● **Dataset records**
■ ■ ■ ■ ■
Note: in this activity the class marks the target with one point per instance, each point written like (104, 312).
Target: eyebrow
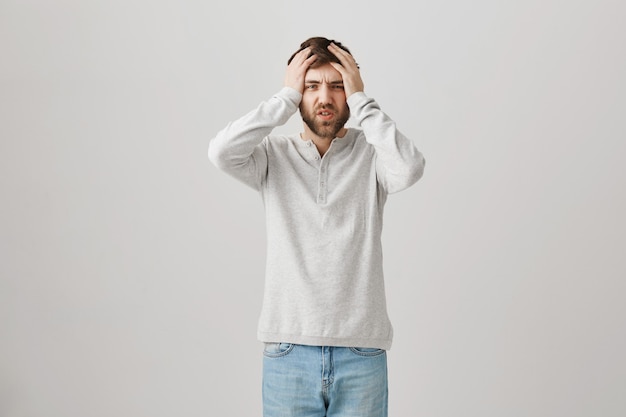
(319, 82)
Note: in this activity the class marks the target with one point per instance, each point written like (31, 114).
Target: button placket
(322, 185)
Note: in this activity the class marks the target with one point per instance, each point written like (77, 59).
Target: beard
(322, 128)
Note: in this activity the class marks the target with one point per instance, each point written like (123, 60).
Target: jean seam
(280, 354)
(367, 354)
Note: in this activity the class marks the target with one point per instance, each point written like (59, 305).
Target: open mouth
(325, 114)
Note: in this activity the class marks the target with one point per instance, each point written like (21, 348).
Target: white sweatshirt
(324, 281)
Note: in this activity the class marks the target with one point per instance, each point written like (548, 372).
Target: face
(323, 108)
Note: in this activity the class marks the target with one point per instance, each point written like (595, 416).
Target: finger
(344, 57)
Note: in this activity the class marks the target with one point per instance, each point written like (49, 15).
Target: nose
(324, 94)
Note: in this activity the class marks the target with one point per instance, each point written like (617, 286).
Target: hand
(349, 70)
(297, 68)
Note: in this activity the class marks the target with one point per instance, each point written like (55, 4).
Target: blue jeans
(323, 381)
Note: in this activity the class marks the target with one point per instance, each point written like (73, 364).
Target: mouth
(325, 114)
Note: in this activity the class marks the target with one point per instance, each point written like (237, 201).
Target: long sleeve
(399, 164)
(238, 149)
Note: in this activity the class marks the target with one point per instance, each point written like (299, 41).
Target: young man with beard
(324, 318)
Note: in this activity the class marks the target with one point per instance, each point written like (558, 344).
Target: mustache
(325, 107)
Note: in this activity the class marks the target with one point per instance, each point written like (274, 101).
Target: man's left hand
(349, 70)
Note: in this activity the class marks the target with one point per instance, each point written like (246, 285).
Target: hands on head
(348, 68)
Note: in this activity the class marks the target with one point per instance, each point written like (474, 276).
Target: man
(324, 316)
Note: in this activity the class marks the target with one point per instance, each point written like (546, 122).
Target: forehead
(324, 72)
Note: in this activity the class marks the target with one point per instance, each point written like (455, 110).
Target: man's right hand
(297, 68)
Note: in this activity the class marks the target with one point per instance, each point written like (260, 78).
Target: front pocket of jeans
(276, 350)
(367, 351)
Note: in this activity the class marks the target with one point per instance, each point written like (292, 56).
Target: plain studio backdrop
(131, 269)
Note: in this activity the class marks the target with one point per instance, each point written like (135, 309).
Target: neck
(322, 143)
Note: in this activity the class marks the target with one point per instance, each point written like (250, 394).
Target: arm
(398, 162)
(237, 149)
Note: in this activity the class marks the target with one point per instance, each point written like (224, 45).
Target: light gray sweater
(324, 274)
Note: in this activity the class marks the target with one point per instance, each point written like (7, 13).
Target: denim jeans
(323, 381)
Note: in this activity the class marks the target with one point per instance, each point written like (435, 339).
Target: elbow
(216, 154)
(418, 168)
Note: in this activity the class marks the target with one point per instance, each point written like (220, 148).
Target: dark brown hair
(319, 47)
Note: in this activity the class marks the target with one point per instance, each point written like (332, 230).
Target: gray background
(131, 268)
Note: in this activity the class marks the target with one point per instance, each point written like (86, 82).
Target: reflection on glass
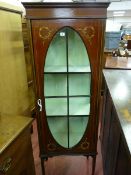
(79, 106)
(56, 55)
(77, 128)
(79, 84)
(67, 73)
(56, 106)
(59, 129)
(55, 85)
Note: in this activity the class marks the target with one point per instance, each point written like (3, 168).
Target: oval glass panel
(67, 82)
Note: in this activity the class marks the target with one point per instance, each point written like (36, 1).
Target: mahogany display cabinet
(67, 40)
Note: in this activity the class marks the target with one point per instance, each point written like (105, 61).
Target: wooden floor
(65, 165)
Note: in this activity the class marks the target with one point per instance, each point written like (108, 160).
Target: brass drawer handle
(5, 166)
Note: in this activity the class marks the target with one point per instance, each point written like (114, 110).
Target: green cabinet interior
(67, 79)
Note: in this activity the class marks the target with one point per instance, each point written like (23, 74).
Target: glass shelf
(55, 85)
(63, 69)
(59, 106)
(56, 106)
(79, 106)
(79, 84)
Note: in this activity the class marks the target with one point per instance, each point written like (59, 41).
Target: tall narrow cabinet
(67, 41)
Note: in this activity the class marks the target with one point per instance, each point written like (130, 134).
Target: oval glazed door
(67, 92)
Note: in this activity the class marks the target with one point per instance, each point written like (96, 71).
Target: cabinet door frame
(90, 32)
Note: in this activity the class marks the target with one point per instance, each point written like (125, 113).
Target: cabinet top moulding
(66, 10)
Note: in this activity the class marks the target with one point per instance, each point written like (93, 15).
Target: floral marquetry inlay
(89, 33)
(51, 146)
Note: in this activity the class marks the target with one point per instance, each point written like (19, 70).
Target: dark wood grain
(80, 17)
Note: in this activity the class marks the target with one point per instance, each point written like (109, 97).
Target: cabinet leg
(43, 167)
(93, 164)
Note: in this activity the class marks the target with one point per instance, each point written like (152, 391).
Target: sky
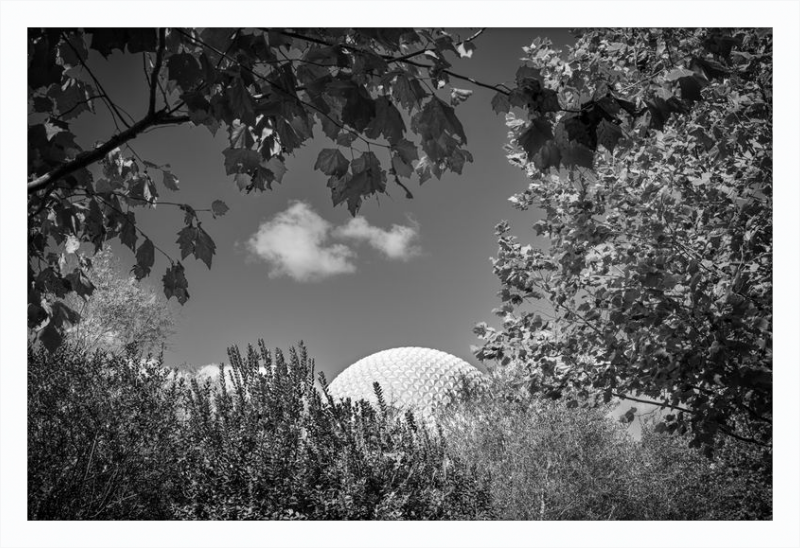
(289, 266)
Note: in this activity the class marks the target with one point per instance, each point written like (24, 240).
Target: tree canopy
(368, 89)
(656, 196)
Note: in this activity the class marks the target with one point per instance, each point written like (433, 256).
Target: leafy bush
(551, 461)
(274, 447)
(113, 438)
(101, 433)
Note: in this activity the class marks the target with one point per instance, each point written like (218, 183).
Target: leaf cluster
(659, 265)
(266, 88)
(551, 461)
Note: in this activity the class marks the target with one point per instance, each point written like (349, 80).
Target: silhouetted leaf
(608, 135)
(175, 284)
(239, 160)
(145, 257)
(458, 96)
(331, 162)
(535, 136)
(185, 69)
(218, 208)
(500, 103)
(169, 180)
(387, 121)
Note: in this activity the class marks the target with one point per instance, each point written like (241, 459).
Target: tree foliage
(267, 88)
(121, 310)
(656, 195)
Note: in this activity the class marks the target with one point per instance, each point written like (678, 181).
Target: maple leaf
■ ■ ■ ■ ■
Leave out every picture and copy the rest of the records exactly.

Note: in this activity the class marks the target with one point per instance, each point written like (104, 312).
Target: eyebrow
(319, 82)
Note: in this activity the class marks the target with one point per instance, each point written like (31, 114).
Target: button placket
(322, 185)
Note: in this activity the class marks the target with one point per instance, each point written like (77, 59).
Target: beard
(322, 128)
Note: in this activity the class marks the target with one point per instance, each point written like (123, 60).
Target: jean seam
(280, 354)
(367, 354)
Note: in this activity the class marks the target with one point per instance, each point written like (59, 305).
Target: open mouth
(325, 114)
Note: in this activity the class marks the target with one point per instance, each point written like (21, 348).
Target: white sweatshirt
(324, 281)
Note: in this activity the class marks the target with one point per instance, each point written like (548, 372).
Target: face
(323, 108)
Note: in this activity the class marks the target with one point per instance, each point written like (595, 416).
Target: finger
(344, 57)
Note: in this activity the class marks the target with one point per instance, each point written like (49, 15).
Target: nose
(324, 94)
Note: in this activity the class marks the target with one point per instance, each point written like (617, 286).
Target: hand
(349, 70)
(297, 68)
Note: in this activity the class marks the target with one point per instance, each point written like (55, 4).
Target: blue jeans
(323, 381)
Note: in this activity the class marks the target with one point per instance, each point written like (73, 364).
Target: mouth
(325, 114)
Note: in this activity the class marks the target with one point per instance, each point written like (237, 201).
Target: long sleeve
(399, 164)
(238, 149)
Note: in this activity the class marks the target with one point per instance, each point written like (299, 41).
Target: young man with beard
(324, 318)
Note: in this activity the class marks the target with one point per instance, each point written like (558, 344).
Target: mustache
(325, 107)
Note: in this activity the class marks the target with one point per instance, each point written like (274, 101).
Target: man's left hand
(349, 70)
Note: in this activity the class marks the target with one point per instance, each point written like (246, 285).
Target: hands on head
(348, 68)
Note: in this activity the class marks the target with one point per instance, each point written like (474, 276).
Target: man
(324, 316)
Note: in this activity the class marks the target with one point per instance, each point written like (546, 122).
Target: forehead
(324, 72)
Note: in this activity the class marks the target with one point per instance, each point written like (455, 110).
Target: man's right hand
(297, 68)
Note: in this activity the class marks the target with one point per instance, each point written like (260, 78).
Target: front pocket of jeans
(276, 350)
(367, 351)
Note: in this activity the class marks the target with one point per instance, each point written like (292, 56).
Target: plain studio backdrop
(131, 269)
Note: in this activity the class marks the target with one point per instance, each point written like (135, 309).
Target: neck
(322, 143)
Note: in this activity the class marks the target with one point per instance, each point written like (250, 394).
Target: arm
(398, 162)
(237, 149)
Note: in this activity the class marks the target with one point per instance, each point written like (224, 45).
Target: light gray sweater
(324, 274)
Note: in this activity the class marks the target with one point per instance, each point written like (7, 13).
Target: denim jeans
(323, 381)
Note: in this activity the class marks the target with one point per instance, each point written like (435, 339).
Target: elbow
(216, 154)
(418, 168)
Note: in this activity the class marks the target with one point per instance, each point written like (220, 148).
Target: dark brown hair
(319, 47)
Note: in this activity the class marks the target with one point per instance, each point written like (332, 230).
Target: gray background
(131, 268)
Note: in this activity the class marks the target with one point per instance, each point written like (86, 82).
Target: reflection on glass
(79, 106)
(56, 55)
(77, 128)
(79, 84)
(67, 73)
(56, 106)
(59, 129)
(55, 85)
Note: in this activity the class marks the target with one point per instance, each point written like (3, 168).
Target: oval glass panel
(67, 82)
Note: in this activity the class marks the target with one point per instance, each point written like (36, 1).
Target: mahogany display cabinet
(67, 40)
Note: in this activity the class marks the target with one point per instance, each point written like (105, 61).
Target: wooden floor
(65, 165)
Note: in this activity the class marks the target with one point per instance, each point written like (108, 160).
Target: brass drawer handle
(5, 166)
Note: in this activity the class marks the target with one point per instance, each point written like (114, 110).
Target: green cabinet interior
(67, 79)
Note: in this activity the class marks the target with one point per instance, each point written like (23, 74).
Target: glass shelf
(55, 85)
(63, 69)
(59, 106)
(56, 106)
(79, 106)
(79, 84)
Note: in this activity the class marks the target with one point per instance, each point written like (59, 41).
Target: tall narrow cabinet
(67, 41)
Note: in this activity the class marks the target with one point per instance, each point written like (130, 134).
Target: oval glazed door
(67, 92)
Note: in this activity the class marks the target with one point per instance, each point written like (96, 71).
Target: cabinet door frame
(90, 32)
Note: in this activity the class marks the target with one point per instance, each point written like (125, 113).
Target: cabinet top moulding
(66, 10)
Note: in this activity the class marks the target with one point per instance, each point written like (93, 15).
Target: floral marquetry inlay
(89, 33)
(51, 146)
Note: in this activity the class marks the target with one point per instance, each point written like (19, 70).
Target: dark wood grain
(80, 17)
Note: in this activity the class marks the target with one point per instance, each point written like (109, 97).
Target: cabinet leg
(43, 167)
(93, 164)
Note: in this activity the class marks the target with one point per instance, each point written like (152, 391).
Target: sky
(289, 266)
Note: in this activity the class marks the target with one point per instance, each point written like (24, 240).
Target: tree canopy
(368, 89)
(656, 196)
Note: in this activity the class marks the target with one point per instance, each point written like (433, 256).
Target: leafy bush
(551, 461)
(274, 447)
(113, 438)
(101, 433)
Note: in this activity the class marks the target with one point per instance, each point written like (218, 183).
Target: leaf cluster
(659, 265)
(266, 88)
(551, 461)
Note: in this activity the class marks the target with one point per instance, each point written like (349, 80).
Target: silhouetted leaf
(608, 135)
(175, 284)
(239, 160)
(145, 257)
(458, 96)
(331, 162)
(535, 136)
(185, 69)
(218, 208)
(500, 103)
(169, 180)
(387, 121)
Note: in this activity the class marks the target with one point per instance, each point written like (241, 459).
Target: tree foliage
(267, 88)
(121, 310)
(656, 195)
Note: in this activity the class marks the target with one point per instance, each point written like (678, 181).
Target: maple leaf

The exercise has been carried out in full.